**Exercise brief:** Below is a listing; write it out exactly and drop any images from it.

▬▬▬▬▬▬▬▬▬▬

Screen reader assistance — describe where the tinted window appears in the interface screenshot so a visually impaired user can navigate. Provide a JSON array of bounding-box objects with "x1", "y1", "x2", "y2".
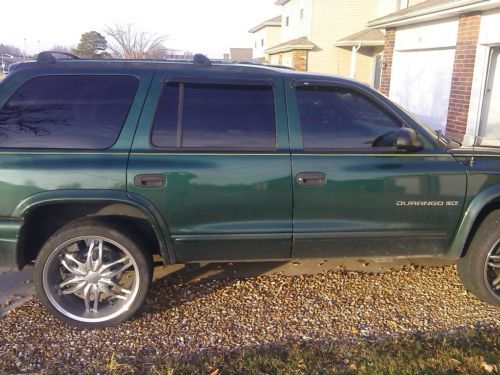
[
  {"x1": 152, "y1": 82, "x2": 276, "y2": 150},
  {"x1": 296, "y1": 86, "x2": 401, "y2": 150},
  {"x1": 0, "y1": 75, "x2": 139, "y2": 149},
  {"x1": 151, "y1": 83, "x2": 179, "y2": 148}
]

▬▬▬▬▬▬▬▬▬▬

**Response box:**
Screen reader assistance — describe where the tinted window appears in the interface screenshot so a visually impaired user can navigate. Provide a JSON array of bounding-box objects with "x1", "y1", "x2", "y2".
[
  {"x1": 152, "y1": 82, "x2": 276, "y2": 150},
  {"x1": 296, "y1": 86, "x2": 401, "y2": 150},
  {"x1": 0, "y1": 75, "x2": 139, "y2": 149},
  {"x1": 151, "y1": 83, "x2": 179, "y2": 148}
]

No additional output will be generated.